| WORK REQUIRED |
Copy out once more, exactly, the line with "list of boxes" and all the lines after it, up to the last line of the data.

| DATASET EXTRACT |
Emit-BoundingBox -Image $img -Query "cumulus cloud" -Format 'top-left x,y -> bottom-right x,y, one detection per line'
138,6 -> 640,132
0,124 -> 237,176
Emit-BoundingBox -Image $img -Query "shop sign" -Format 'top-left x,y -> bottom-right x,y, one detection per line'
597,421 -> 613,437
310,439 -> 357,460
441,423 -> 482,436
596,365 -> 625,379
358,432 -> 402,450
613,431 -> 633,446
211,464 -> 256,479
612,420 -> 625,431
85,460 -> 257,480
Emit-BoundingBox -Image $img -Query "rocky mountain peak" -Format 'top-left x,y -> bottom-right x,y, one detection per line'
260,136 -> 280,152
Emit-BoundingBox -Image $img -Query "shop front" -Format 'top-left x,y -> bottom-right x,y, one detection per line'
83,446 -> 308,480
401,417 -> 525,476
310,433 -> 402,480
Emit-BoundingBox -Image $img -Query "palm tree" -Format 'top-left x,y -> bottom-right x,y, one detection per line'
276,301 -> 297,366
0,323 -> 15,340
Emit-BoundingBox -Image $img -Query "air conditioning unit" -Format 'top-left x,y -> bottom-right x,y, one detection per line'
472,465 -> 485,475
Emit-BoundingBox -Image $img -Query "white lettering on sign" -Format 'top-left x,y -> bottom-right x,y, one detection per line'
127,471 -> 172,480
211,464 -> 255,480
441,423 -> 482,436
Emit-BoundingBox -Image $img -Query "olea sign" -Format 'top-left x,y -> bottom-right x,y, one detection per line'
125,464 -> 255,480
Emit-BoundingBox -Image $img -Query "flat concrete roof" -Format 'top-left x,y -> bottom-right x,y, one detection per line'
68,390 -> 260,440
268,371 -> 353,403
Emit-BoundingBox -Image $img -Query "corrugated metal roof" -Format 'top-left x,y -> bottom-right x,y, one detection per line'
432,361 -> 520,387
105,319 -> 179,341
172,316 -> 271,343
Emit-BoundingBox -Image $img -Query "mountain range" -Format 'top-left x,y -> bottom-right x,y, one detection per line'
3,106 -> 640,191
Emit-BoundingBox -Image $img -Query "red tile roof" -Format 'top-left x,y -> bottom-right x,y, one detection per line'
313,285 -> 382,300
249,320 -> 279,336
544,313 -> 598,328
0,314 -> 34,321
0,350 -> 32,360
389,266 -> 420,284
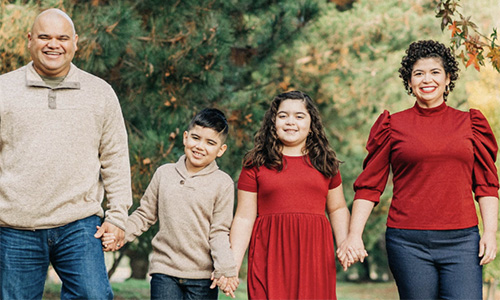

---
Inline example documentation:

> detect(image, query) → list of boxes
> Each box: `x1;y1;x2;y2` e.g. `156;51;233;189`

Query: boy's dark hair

| RESPONSE |
> detect(image, query) → list of boxes
> Each box: `x1;y1;x2;y2` e.g. `156;51;233;189`

Query: boy's dark hair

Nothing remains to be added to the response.